TASK DETAILS
Pick out every line below that contains the word "center", and copy each of those lines in full.

-- START LISTED ENTRIES --

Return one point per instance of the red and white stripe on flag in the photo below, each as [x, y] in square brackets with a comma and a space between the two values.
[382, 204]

-- END LISTED ENTRIES --
-- START LISTED ENTRIES --

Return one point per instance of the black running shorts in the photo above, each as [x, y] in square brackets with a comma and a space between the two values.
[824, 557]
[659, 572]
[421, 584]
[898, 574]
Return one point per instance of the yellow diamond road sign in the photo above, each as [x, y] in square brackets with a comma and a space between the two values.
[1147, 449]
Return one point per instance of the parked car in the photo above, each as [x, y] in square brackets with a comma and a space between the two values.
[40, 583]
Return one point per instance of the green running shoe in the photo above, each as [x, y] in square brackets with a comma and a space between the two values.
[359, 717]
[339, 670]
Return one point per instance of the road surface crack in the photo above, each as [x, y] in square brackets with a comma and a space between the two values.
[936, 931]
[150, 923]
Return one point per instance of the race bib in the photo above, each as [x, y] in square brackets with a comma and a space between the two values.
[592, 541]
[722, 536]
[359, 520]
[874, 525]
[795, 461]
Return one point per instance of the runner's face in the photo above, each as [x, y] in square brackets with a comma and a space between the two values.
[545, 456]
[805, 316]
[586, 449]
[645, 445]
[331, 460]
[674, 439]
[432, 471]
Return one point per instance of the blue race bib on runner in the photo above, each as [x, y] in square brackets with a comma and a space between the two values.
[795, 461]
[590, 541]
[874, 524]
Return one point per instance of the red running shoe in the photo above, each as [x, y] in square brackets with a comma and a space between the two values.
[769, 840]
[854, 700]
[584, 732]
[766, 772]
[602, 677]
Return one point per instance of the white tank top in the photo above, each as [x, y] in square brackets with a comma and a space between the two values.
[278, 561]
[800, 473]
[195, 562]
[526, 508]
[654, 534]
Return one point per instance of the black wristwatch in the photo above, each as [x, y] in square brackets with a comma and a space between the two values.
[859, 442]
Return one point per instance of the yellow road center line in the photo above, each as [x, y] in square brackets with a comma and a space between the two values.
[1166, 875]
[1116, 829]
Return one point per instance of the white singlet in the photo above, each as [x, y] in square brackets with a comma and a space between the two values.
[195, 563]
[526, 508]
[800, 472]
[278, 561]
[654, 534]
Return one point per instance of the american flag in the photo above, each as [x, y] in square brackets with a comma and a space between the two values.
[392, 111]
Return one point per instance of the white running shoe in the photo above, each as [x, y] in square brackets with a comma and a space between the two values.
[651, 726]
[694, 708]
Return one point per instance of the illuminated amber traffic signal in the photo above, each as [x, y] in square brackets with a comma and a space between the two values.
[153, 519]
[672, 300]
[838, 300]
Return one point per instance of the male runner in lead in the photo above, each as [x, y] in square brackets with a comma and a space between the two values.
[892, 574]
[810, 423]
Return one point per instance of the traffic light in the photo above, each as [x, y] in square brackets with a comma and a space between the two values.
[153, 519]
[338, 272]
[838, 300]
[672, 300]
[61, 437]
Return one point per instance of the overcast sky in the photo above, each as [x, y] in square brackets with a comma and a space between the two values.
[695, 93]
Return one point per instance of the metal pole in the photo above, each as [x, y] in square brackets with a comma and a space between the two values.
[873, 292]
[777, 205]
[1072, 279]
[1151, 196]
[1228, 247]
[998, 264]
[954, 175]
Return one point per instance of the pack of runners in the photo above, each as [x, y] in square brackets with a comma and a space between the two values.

-- END LISTED ENTRIES --

SOLUTION TO THIS PROBLEM
Return one point per instance of the yellow road center line in the photo above, each as [x, y] in square brackets with a comma and a space between the two values.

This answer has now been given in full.